For this exercise, transcribe all the records below exactly.

[Source data]

== == ==

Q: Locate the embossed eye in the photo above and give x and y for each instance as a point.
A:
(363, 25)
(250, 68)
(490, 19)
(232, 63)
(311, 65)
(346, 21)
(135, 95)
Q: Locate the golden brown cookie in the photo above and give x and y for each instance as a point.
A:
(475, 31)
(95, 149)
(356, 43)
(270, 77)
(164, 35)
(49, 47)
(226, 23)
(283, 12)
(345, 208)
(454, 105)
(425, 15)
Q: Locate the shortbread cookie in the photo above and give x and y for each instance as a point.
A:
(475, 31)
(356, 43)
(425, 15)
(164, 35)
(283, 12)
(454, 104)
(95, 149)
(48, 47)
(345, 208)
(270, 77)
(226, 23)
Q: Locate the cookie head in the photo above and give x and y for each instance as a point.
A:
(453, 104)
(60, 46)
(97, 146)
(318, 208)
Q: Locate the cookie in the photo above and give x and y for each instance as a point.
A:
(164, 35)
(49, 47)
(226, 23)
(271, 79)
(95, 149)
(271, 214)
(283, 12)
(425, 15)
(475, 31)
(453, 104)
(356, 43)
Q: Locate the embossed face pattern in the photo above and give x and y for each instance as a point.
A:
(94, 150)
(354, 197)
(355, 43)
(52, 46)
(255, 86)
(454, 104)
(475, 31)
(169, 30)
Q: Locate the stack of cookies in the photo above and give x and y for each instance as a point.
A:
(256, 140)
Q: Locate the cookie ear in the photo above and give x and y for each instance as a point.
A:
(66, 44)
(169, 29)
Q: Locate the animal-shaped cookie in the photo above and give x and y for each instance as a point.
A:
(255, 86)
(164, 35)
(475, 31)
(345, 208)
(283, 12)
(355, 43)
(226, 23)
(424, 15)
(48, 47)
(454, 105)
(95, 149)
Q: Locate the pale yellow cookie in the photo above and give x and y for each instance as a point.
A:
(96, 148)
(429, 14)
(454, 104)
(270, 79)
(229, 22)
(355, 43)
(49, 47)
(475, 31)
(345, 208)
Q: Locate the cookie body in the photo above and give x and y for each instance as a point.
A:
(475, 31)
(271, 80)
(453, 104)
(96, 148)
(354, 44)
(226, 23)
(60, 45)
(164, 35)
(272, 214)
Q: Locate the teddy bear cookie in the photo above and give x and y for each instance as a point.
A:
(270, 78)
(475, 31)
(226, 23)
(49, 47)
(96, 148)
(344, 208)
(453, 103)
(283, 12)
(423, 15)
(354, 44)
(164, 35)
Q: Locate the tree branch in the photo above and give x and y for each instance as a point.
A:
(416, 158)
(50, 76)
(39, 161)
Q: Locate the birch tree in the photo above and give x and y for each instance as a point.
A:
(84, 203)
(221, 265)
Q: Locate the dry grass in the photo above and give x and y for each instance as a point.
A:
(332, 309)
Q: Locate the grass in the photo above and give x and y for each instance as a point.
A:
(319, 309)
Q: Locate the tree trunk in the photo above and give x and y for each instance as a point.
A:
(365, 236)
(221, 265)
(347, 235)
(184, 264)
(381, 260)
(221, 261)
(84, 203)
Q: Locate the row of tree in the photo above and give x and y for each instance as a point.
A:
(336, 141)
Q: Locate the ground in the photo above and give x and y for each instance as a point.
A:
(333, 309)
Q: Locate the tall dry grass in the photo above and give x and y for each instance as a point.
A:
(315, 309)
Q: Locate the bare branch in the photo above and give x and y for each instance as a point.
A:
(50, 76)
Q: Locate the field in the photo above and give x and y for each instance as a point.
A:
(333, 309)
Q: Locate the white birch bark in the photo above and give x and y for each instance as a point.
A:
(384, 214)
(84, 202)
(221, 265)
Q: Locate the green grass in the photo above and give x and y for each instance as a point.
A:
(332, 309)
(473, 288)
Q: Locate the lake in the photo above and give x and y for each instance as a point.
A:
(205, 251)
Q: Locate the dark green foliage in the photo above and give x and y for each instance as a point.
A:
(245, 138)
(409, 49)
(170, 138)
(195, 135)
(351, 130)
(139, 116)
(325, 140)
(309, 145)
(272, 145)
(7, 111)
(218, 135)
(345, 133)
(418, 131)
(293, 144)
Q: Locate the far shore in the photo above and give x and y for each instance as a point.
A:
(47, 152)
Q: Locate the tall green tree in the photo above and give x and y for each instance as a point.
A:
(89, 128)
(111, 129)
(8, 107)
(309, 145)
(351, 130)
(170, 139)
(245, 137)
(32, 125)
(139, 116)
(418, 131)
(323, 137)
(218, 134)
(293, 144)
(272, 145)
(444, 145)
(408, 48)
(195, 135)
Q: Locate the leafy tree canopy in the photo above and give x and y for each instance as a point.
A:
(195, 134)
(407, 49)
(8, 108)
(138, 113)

== == ==

> [Task result]:
Q: Locate the embossed eye in the photo above and give x and y for each instance as a point.
A:
(363, 25)
(250, 68)
(490, 19)
(232, 63)
(311, 65)
(346, 21)
(135, 95)
Q: Locate the golden brown cookie in the photo above and give x and y for each instance as a point.
A:
(475, 31)
(95, 149)
(356, 43)
(270, 77)
(164, 35)
(49, 47)
(226, 23)
(283, 12)
(345, 208)
(454, 105)
(425, 15)
Q: Locate the shortbread cookie in the photo above and give x and y for each instance as a point.
A:
(475, 31)
(356, 43)
(425, 15)
(164, 35)
(283, 12)
(454, 104)
(95, 149)
(48, 47)
(345, 208)
(270, 77)
(226, 23)
Q: Locate the cookie head in the photo above and give x and y for each instance as a point.
A:
(453, 104)
(60, 46)
(97, 146)
(318, 208)
Q: Locate the cookie in the photo above and give x and y for each instance as a point.
A:
(164, 35)
(49, 47)
(226, 23)
(271, 79)
(95, 149)
(271, 214)
(283, 12)
(425, 15)
(475, 31)
(453, 104)
(356, 43)
Q: Locate the embossed face pattern in the photo above and give x and y for each instance as a point.
A:
(94, 150)
(354, 197)
(355, 43)
(52, 46)
(255, 86)
(454, 104)
(475, 31)
(169, 30)
Q: Locate the stack of cookies in the photo above and give x and y for each instance as a point.
A:
(256, 140)
Q: Locate the cookie ear in the photo above and give x and y for each instance as a point.
A:
(66, 44)
(169, 29)
Q: Locate the animal-shaped cookie in the photo above and give x and y for each instance as a point.
A:
(255, 86)
(164, 35)
(475, 31)
(345, 208)
(283, 12)
(355, 43)
(226, 23)
(424, 15)
(48, 47)
(454, 105)
(95, 149)
Q: Locate the pale yellow cookie in the photo above and give x and y for each instance as a point.
A:
(96, 148)
(429, 14)
(454, 104)
(270, 79)
(229, 22)
(355, 43)
(49, 47)
(475, 31)
(345, 208)
Q: Locate the cookie body in the photo above and give x and y for each instance as a point.
A:
(475, 31)
(271, 80)
(453, 104)
(96, 148)
(354, 44)
(226, 23)
(60, 45)
(164, 35)
(272, 214)
Q: Locate the teddy bear cookie in the photo above and give x and y for each instance as a point.
A:
(270, 78)
(475, 31)
(226, 23)
(49, 47)
(96, 148)
(344, 208)
(453, 103)
(283, 12)
(423, 15)
(354, 44)
(164, 35)
Q: Locate the tree branch in the photo above and give x and y for each instance as a point.
A:
(416, 158)
(50, 76)
(39, 161)
Q: Locate the birch tree in the photo above and give x and y for each instance as a point.
A:
(84, 203)
(221, 265)
Q: Locate the dry grass in the photo above and give x and y for each instance as a point.
A:
(332, 309)
Q: Locate the grass in the photo above and give x and y for each instance as a point.
A:
(319, 309)
Q: Locate the tree trunk in the photo above and give x and y for each instance as a point.
A:
(365, 236)
(221, 265)
(347, 235)
(184, 264)
(381, 260)
(221, 261)
(84, 203)
Q: Locate the row of tree in the photo above and give x and y for each instance as a point.
A:
(336, 141)
Q: Locate the ground in the photo above and give x and y for each instance as a point.
A:
(333, 309)
Q: Locate the tall dry grass in the photo above and give x and y for each instance as a point.
A:
(315, 309)
Q: Locate the bare branch in the photo above and give x and y for each instance as a point.
A:
(50, 76)
Q: Locate the field in the photo above and give x and y for each instance as a point.
A:
(333, 309)
Q: Locate the white birch bark in the photo above and give x and y for each instance as a point.
A:
(384, 214)
(84, 202)
(221, 265)
Q: Locate the green grass in the photo above and give x and y for each instance as a point.
A:
(332, 309)
(473, 288)
Q: Locate the lake in the photo above and give x and y for each instance as a point.
A:
(205, 251)
Q: Locate the dark green foliage in the photo above and give x and y for each instance as a point.
A:
(245, 138)
(409, 49)
(170, 138)
(195, 135)
(351, 130)
(139, 116)
(325, 140)
(309, 145)
(272, 145)
(7, 111)
(218, 135)
(345, 133)
(418, 131)
(293, 144)
Q: Locate the far shore in the photo above and give x and y for each instance as a point.
A:
(47, 152)
Q: Locate the tall green tree in the photo above and give x and y for each instance as a point.
A:
(89, 128)
(111, 129)
(8, 107)
(309, 145)
(351, 130)
(170, 139)
(245, 137)
(32, 125)
(139, 116)
(418, 131)
(323, 137)
(218, 134)
(293, 144)
(272, 145)
(444, 145)
(408, 48)
(195, 135)
Q: Locate the leafy tree canopy in the photo above and give x and y for each instance as a point.
A:
(195, 134)
(407, 49)
(8, 108)
(138, 113)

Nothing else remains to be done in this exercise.